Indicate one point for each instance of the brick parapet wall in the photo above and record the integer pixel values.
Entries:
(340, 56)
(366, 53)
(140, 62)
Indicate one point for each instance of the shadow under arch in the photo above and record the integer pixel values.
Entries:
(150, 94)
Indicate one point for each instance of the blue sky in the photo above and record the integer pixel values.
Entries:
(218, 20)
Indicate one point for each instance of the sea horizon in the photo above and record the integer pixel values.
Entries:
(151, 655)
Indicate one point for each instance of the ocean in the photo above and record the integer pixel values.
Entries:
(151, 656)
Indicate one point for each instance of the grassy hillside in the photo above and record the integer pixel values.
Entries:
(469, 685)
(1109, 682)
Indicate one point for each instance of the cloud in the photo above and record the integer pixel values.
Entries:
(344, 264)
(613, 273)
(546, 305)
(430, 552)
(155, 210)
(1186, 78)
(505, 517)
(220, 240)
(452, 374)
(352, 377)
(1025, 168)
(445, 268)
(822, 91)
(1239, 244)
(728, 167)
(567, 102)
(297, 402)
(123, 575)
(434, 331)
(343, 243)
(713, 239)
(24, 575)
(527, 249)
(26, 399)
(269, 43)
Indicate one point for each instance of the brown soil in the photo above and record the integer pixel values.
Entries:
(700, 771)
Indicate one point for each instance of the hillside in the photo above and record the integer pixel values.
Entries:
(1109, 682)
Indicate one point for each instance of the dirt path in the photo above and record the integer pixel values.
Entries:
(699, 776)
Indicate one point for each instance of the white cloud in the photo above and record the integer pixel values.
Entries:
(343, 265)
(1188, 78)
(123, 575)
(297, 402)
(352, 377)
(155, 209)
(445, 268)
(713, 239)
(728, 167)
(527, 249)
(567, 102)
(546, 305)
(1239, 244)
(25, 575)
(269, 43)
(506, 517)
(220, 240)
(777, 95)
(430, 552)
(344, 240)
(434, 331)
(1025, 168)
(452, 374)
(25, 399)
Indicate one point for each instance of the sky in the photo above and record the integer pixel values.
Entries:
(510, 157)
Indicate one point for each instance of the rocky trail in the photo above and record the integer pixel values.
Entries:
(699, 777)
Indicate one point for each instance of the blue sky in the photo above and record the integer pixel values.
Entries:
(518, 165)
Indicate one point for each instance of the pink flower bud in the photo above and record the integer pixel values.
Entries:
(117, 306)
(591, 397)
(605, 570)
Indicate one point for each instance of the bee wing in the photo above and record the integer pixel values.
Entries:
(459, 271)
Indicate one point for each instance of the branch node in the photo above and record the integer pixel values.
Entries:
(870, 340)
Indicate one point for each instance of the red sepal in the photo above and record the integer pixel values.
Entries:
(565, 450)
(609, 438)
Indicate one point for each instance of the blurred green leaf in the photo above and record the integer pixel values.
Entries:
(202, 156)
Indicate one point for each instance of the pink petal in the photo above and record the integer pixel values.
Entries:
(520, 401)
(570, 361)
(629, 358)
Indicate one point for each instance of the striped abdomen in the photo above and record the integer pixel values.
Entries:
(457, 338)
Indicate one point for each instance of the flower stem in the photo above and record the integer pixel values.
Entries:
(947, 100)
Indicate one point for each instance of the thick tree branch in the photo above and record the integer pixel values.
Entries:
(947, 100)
+ + + +
» To be done:
Starting at the line that contains "Indicate one point for each instance of the pink petal" and ending at the end of the records, write those lines out again with "striped abdomen" changed to "banded abdomen" and everything else left as it is.

» Expected output:
Indicate one point for each instance of the pink petal in the photo above and record the integer pixel values.
Entries:
(520, 401)
(570, 361)
(629, 358)
Indicate one point for each instance of the banded abdomen in the photo above and record the integer pixel values.
Entries:
(457, 338)
Indicate one point for each instance of the flower stem in the photo above and record the integer pixel values.
Entries:
(947, 100)
Indicate one point for each instance of the thick tree branch in the photo above and record the integer pixel values.
Entries:
(947, 100)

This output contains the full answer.